* **Exercise prompt**: Could you count the lines in the listing that include the word "wall"? Give only the number.

* **Entries shown**:
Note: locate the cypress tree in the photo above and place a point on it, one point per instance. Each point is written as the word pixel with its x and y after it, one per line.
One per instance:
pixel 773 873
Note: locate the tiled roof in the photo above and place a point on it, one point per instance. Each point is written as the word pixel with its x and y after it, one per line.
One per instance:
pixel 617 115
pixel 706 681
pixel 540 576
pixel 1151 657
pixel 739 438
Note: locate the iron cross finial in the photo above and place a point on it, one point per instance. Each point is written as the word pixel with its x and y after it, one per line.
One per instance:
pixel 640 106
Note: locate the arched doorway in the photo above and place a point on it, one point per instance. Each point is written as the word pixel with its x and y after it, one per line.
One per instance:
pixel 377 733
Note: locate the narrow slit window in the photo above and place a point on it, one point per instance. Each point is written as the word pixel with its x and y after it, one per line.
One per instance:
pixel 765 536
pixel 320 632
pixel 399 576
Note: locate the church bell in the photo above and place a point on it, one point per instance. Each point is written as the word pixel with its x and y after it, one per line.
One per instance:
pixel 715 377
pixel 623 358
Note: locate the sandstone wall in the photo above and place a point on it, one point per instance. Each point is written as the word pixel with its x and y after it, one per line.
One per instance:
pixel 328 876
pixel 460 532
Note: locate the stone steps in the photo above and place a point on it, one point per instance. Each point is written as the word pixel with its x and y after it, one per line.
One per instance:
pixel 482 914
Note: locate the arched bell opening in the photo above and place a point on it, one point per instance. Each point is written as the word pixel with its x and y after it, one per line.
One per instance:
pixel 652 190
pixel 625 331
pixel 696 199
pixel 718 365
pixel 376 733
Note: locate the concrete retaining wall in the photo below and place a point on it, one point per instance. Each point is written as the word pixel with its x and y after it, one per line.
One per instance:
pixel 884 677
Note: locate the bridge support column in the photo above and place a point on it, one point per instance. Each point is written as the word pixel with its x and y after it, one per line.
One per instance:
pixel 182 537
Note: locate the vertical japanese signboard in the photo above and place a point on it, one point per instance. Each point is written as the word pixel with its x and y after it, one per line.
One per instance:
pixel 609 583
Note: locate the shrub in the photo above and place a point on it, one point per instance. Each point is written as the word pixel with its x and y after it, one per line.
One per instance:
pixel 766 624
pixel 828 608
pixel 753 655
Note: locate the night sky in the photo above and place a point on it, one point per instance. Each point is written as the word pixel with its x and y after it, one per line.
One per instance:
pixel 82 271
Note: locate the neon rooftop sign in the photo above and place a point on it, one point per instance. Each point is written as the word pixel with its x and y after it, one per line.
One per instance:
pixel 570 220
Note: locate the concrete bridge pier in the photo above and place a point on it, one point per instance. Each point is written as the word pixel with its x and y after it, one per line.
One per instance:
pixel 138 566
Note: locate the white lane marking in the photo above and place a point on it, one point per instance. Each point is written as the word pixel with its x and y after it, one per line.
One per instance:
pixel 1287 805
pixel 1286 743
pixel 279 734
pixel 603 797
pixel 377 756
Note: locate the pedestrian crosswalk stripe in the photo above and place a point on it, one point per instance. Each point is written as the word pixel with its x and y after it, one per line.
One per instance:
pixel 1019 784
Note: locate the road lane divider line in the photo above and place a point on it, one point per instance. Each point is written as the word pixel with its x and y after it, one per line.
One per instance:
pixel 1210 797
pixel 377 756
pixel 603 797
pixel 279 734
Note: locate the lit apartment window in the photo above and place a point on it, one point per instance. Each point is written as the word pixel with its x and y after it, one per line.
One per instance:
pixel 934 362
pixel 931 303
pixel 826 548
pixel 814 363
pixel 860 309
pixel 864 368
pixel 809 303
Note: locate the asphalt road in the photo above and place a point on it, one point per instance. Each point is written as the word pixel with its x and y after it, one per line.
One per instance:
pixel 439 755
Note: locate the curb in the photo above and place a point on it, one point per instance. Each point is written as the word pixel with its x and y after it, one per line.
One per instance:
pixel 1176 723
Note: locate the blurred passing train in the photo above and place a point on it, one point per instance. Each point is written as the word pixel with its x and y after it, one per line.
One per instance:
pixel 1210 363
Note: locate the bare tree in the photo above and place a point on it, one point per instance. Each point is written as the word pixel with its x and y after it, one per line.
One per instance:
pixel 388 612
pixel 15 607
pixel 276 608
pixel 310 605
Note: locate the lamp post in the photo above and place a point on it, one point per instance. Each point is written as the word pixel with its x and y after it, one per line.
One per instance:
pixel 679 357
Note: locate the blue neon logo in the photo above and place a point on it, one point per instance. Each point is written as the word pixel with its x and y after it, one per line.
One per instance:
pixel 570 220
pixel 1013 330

* **The completed task**: 2